══ Brano da leggere ══

Provate a fissarla per vedere se è vero, e la sensazione che proverete nel momento in cui vi direte “è vero!” è quella che inseguo io continuamente in ogni cosa, così magari sembrerò anche un pochino meno scemo.

E (non contento, anzi a quel punto divertito) la parte “archivio” che sta sopra di lei l’ho trasformato nel fumetto tipo cartoni animati dove c’è scritto cosa si sta dicendo.

E sono un paio di giorni che quando la guardo sorrido per la coincidenza degli scacchi.

Mi diverto con poco, lo so, come trasformare un banale numero di accessi nel mio palindromo personale.

Ma ora la lascio ancora così com’è perché mi diverte di nuovo quando la guardo, e quindi ho ottenuto l’effetto che desidero senza modificarla, e quindi senza averci dovuto lavorare ancora.

Non so, ma ho come l’impressione che la volontà di tirar fuori cose belle principalmente da quelle piccole, sia uno dei pochi punti di sostegno che mi ha permesso in più di un occasione, di non cadere.

Se non perdo l’abitudine di ridere per una sedia, sono convinto che la mia felicità non mi costerà mai più di quello che posso permettermi.

Ogni riferimento, ovviamente, non è puramente casuale.

Ma questa la capiamo in tre, io, mia madre, e mio fratello.

Anche se lui la potrà capire solo quando gli restituiranno la capacità di farlo.

A volte ho un po’ paura.

Forse è giusto ammetterlo.

Vorrei poter fare anche con lui il mio giochino.

Vorrei poterlo fissare a lungo, finchè non smette di essere quello che vedo.

Qualsiasi altra cosa, tranne la morte, sono certo sia meno dolorosa.

13 settembre 2002

meglio con un amico che con uno sconosciuto





Stanotte alle 00:40 il Miki ha passato pure lui i suoi bei trent’anni tanti auguri yeh! yeh! E l’ha festeggiato godendosi la sua bella dose di palconismo sul palco del festival dell’Unità di Taranto dove è andato a suonare manco fossero i Subsonica che tra l’altro l’altra sera sono ovviamente tornato a rivedere a Milano e finalmente questa volta mi hanno fatto la mia canzone preferita che l’altra volta se l’erano tenuta per loro.

Come regalo di compleanno, visto il suo tutt’ora vivo coinvolgimento verso la sua ex fidanzata, mi sono preso personalmente l’incarico di occuparmi dell’allontanamento della suddetta dal suo attuale nuovo fidanzato, in modo che la notte del compleanno il mio amico il Miki non la passasse pensando a lei con lui con annessi momenti di sconforto e amarezza.

Pur di risparmiare a il mio amico il Miki il pensiero di saperla con il suo nuovo fidanzato che facendo lui i trent’anni non sarebbe stato carino togliergli la possibilità di godersi la sua festa sul palco manco fossero i Subsonica mi sono sacrificato io rimanendole accanto tutta la notte e per non avere dubbi che magari andando in qualche locale poi lei magari mi conosce un omettino nuovo e aggiunge pensieracci nella testa de il mio amico il Miki ce ne siamo stati a casa mia così il suo nuovo fidanzato non sapeva dov’era e lei poteva tranquillamente concentrarsi per pensare che era il compleanno de il nostro amico comune il Miki che però è più amico ammè che attè.

═══
══ Il materiale ══

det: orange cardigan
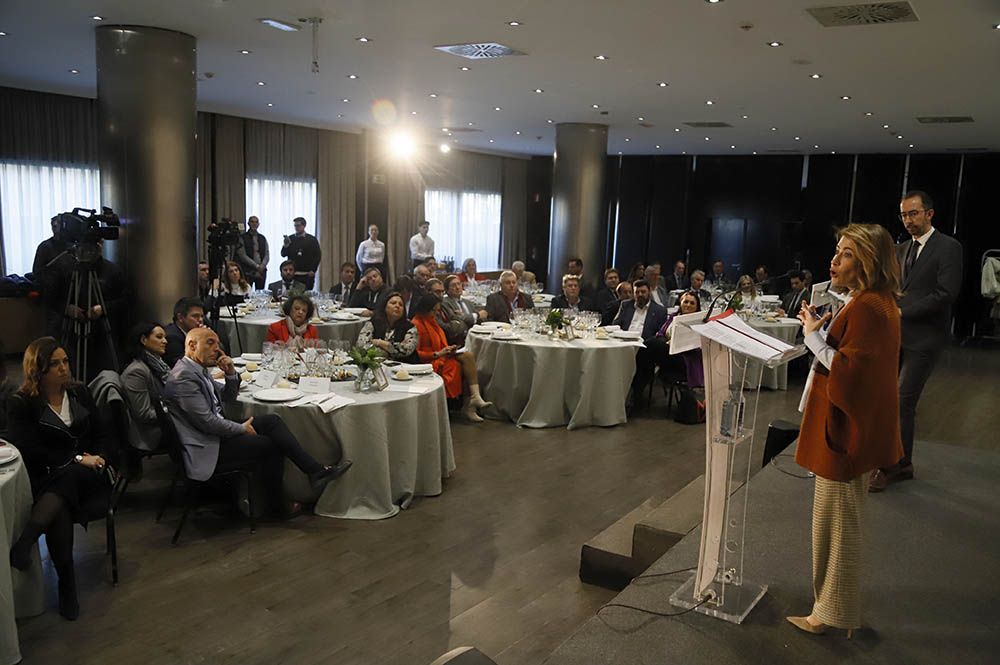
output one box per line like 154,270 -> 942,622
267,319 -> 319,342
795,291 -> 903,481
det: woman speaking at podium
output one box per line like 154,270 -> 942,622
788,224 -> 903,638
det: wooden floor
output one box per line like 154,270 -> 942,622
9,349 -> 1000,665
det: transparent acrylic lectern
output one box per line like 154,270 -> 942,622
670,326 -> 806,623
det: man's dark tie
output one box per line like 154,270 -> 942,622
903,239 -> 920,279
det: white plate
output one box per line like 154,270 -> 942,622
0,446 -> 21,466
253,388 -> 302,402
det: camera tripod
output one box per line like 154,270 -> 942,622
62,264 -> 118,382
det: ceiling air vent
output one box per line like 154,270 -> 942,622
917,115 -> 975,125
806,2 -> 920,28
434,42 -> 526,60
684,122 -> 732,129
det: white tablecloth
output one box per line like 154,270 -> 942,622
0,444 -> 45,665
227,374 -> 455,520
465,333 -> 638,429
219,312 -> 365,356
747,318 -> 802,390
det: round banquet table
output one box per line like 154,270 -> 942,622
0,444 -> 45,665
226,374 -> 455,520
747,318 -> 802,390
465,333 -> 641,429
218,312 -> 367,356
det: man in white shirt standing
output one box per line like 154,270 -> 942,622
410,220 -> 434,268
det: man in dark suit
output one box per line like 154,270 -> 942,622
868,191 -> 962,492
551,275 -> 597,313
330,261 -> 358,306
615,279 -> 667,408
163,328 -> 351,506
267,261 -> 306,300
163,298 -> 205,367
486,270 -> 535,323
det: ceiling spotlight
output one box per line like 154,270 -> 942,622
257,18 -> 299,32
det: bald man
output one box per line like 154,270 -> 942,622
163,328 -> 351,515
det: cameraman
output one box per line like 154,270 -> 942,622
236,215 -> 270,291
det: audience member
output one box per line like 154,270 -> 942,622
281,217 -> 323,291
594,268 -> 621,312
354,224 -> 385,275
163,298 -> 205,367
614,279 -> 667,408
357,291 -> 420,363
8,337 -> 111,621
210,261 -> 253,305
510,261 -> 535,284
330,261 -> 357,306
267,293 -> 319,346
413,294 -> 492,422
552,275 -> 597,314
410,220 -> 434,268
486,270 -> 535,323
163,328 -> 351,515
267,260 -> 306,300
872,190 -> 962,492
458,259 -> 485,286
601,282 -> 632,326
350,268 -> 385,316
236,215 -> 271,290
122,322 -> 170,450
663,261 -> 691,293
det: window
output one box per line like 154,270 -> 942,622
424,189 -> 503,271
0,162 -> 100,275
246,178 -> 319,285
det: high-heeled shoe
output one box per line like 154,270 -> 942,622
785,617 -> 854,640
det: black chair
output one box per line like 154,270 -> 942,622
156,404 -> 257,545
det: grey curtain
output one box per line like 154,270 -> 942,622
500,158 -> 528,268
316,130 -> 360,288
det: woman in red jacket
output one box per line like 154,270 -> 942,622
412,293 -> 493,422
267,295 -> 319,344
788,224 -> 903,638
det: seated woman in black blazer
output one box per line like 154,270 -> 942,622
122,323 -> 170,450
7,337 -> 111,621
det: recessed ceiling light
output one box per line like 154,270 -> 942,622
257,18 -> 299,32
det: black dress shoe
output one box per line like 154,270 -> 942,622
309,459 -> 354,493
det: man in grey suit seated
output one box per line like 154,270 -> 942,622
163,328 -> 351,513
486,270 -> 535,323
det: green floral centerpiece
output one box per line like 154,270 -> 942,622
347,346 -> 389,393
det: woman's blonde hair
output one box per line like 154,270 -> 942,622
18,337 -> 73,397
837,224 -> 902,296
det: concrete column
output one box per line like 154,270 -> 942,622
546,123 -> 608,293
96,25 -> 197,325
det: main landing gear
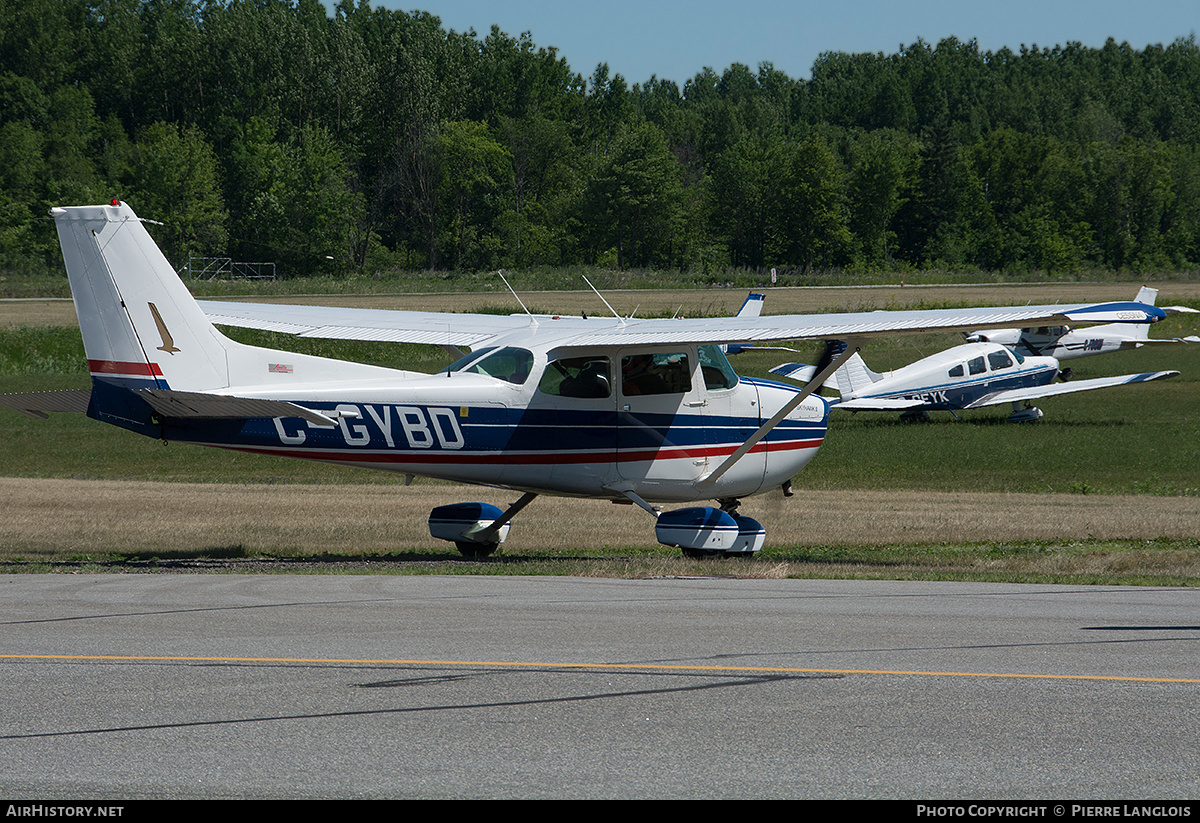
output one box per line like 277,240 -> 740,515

═══

(Cosa fare) Continua il brano da leggere, il diario sul compleanno del Miki, ripartendo subito dopo l'ultima frase.

(Risultato)
Miki, non preoccuparti che l’ho controllata io tutta la notte per te per assicurarmi che non ci fosse il suo nuovo fidanzato con lei, me ne sono occupato io che se no mi dici a che servirebbero gli amici come me, eh, dai, stai tranquillissimo che sei in una botte di ferro, come? Ho detto botte? Volevo di notte, ehm, come? Ho detto notte? Volevo dire poppe, ehm… ahm, come? Ho detto poppe? Volevo dire…

Vabbè, auguri il mio amico il Miki.

Il tuo amico il Bruno, sempre pronto al sacrificio per il benessere de i gli amici chiama pure se hai di nuovo bisogno ci mancherebbe.

Ah...il Miki...dimenticavo...

...AH!AH!AH!

12 settembre 2002

Se torno indietro di un anno





Se torno indietro di un anno, a quel 11 settembre, le immagini che mi tornano in mente, per mia sfortuna sono solo marginalmente legate alle torri.

Ho immagini personali, di dolori personali.

E ricordo come la ripetizione continua di quel nome, Farnesina, che per tutti è un semplice ministero tra i tanti, mi schiacciava in testa ogni cinque minuti su qualsiasi canale i mesi di lotta e di telefonate e di minacce e di ricatti e di preghiere e di richieste di soldi per riavere a casa il corpo di mio padre, che esattamente in quella settimana, dopo mesi di spietato burocratico e diplomatico freezer, era finalmente riuscito a scendere dall’aereo chiuso in quella scatola di legno, ricordandomi che per me Farnesina equivale a nomi personali, di chi mi rispondeva al telefono, di chi cercava di farmi accettare l’idea che l’Italia all’estero non ha poi tutto questo potere, quei nomi che mi ricordano persone che da me si sono sentiti minacciare come se fossi un intero paese pronto a fare la guerra all’Italia fino alla fine pur di avere quello a cui aveva diritto, il corpo di un padre a cui dare una giusta sepoltura a differenza di quello che proponevano loro per ovvia indifferenza.

Ogni volta che sento riparlare di quel giorno, mi vengono in mente le tue telefonate, mi vengono in mente quali muri sostenevano i televisori da cui guardavamo la diretta, mi vieni in mente tu che pretendevi attenzione esclusiva anche di fronte a quello che stava succedendo, mi viene in mente l’ennesima litigata nata perché il tuo orario di rientro coincideva perfettamente con i notiziari da cui nessuno riusciva a staccarsi e tu ti lamentavi perché a quel punto avevi capito che non avresti avuto la tua indispensabile quotidiana razione di sesso, e io che quella sera capii finalmente in maniera a quel punto innegabile quanto tu non fossi la persona che credevo ma che con tanta ostinazione continuavo a considerare di valore.

E il giorno dopo la decisione di dirti addio, non immaginando quanto questo sarebbe stato per me l’inizio dell’ennesima guerra, alla quale non ero preparato, per la quale non avevo in quel momento le necessarie forze, prosciugate dalle precedenti, non ancora vinte ne tanto meno concluse.

Ognuno ha il suo ricordo, ognuno ha le sue torri di cristallo personali.

Io per differenziarmi ho persino il mio terrorista personale.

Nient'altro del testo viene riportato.